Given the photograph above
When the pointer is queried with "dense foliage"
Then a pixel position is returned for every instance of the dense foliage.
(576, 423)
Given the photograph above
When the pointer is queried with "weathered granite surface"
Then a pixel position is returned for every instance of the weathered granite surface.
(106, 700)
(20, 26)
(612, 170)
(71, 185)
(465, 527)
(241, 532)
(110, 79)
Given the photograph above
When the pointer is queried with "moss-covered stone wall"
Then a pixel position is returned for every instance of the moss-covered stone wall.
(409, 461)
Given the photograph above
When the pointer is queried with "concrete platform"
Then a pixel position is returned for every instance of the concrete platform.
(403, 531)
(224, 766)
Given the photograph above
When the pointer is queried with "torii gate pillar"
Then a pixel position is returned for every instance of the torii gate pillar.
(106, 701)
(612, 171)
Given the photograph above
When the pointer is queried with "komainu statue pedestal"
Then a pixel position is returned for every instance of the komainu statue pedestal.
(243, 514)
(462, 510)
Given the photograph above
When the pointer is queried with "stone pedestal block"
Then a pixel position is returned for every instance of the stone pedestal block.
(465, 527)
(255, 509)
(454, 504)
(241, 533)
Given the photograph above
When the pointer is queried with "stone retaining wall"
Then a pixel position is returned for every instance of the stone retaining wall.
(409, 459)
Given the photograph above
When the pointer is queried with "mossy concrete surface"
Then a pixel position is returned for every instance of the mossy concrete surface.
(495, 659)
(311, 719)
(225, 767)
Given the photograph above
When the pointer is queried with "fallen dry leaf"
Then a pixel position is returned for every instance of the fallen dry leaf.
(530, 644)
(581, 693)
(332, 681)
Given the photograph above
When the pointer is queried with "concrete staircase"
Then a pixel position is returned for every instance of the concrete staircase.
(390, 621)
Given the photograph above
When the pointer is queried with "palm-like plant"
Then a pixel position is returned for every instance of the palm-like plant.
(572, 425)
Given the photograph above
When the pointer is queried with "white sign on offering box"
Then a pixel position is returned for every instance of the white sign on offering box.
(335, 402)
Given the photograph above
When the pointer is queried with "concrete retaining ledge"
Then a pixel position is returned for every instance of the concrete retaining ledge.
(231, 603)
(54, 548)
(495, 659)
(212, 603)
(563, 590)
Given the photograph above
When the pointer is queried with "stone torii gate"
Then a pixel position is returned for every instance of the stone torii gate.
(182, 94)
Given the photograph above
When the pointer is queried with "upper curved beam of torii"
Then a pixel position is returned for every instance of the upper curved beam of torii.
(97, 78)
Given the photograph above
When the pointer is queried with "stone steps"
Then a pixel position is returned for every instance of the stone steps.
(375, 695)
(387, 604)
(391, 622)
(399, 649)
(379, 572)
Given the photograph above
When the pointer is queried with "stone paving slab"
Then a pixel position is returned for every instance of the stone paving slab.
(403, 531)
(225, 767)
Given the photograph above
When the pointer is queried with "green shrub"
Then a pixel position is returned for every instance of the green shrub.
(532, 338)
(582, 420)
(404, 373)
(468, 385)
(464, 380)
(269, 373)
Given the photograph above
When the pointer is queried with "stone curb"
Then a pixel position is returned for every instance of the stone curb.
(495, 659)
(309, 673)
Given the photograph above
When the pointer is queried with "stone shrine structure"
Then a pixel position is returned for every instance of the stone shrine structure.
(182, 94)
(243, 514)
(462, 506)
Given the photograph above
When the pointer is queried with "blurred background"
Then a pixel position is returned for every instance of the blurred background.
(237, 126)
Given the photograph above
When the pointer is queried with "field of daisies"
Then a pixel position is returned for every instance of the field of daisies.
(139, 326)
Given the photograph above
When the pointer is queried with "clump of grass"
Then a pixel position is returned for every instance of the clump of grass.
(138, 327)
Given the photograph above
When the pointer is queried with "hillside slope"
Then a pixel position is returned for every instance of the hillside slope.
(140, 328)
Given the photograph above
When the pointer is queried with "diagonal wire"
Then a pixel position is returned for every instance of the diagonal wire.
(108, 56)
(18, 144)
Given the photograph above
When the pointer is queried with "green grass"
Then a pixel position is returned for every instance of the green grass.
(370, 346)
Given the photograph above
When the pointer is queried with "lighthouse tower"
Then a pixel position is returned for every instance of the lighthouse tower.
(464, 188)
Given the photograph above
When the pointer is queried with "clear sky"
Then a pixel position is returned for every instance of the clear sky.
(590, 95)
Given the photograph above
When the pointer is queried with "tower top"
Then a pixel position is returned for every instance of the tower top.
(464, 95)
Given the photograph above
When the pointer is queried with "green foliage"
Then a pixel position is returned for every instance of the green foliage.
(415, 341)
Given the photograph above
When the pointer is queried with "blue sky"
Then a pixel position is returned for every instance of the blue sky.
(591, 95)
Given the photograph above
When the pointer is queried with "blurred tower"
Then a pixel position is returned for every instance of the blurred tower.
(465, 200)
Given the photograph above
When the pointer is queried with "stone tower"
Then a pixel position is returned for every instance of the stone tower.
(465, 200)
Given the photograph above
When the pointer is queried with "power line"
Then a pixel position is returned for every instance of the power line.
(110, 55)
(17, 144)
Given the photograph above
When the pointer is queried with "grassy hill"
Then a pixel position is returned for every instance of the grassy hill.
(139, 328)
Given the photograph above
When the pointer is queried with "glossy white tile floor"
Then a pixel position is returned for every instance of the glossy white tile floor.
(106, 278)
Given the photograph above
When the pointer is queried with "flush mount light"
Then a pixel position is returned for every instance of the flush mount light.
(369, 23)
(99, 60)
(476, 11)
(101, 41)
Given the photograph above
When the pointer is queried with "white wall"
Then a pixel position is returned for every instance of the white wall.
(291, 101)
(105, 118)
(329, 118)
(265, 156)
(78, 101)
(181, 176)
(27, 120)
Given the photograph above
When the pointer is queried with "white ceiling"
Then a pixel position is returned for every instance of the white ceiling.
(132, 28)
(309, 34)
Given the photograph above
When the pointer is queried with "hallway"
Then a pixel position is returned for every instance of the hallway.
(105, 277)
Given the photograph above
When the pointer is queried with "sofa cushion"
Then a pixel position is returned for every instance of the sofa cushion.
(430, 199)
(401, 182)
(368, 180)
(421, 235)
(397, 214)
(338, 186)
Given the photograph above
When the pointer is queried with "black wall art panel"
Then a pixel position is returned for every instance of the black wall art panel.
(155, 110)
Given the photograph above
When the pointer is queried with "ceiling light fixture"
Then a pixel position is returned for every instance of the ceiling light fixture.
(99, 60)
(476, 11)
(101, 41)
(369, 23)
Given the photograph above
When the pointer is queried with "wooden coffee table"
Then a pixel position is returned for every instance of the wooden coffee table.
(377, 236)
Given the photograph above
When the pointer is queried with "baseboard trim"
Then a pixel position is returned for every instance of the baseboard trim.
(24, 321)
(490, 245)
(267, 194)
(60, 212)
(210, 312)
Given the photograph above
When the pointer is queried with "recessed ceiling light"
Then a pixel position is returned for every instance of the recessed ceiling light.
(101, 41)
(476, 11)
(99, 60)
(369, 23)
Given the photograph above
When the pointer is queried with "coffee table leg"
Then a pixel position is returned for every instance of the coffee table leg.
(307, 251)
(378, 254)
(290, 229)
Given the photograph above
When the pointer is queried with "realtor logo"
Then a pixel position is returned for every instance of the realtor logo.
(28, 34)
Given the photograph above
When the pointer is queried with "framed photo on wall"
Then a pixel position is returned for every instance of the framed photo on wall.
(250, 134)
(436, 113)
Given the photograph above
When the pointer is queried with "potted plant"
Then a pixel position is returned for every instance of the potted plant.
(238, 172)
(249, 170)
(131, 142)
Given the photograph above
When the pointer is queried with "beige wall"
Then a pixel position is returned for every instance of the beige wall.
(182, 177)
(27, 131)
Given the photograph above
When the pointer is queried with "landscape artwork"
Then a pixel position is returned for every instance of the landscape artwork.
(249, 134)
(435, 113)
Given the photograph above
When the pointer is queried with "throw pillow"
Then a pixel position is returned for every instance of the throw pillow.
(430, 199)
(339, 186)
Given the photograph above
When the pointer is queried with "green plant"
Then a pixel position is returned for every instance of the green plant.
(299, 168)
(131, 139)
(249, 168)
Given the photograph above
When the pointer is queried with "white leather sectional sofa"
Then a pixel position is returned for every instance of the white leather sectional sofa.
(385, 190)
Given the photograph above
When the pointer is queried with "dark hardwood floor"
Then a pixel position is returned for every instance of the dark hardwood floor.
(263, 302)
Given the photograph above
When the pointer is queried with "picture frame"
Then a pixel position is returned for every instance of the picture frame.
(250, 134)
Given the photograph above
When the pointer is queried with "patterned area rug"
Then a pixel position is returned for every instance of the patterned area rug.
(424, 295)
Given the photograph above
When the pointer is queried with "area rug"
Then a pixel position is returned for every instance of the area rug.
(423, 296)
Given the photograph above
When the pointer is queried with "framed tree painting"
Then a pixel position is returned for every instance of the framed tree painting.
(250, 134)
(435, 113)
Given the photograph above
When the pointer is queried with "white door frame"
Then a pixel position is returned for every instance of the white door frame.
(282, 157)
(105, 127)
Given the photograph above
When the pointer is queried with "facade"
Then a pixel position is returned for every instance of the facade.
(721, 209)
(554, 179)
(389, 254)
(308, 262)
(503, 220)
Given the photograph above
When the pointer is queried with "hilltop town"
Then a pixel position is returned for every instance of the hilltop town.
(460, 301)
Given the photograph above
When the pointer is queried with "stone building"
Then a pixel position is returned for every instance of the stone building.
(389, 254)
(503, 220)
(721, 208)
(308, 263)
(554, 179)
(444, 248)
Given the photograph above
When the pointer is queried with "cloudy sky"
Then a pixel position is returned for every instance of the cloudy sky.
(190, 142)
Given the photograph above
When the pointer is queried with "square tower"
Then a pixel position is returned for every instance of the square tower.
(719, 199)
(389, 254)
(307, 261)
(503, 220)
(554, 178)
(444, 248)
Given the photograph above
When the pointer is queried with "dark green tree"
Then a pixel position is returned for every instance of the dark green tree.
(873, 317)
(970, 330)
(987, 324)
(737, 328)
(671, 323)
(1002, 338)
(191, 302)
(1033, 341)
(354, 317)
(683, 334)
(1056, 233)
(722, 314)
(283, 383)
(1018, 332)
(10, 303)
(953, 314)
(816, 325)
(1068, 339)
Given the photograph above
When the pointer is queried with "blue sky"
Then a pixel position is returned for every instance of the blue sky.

[WHAT YOU HAVE TO DO]
Enumerate each line of the entries above in which the word "surface" appears.

[ANSWER TO THE EXERCISE]
When the pointer is queried with "weathered granite surface"
Then a pixel position is returned for every instance of the weathered granite surface.
When the pointer is queried with "mossy concrete surface"
Then a pixel position is returned for every instance of the mossy concrete surface.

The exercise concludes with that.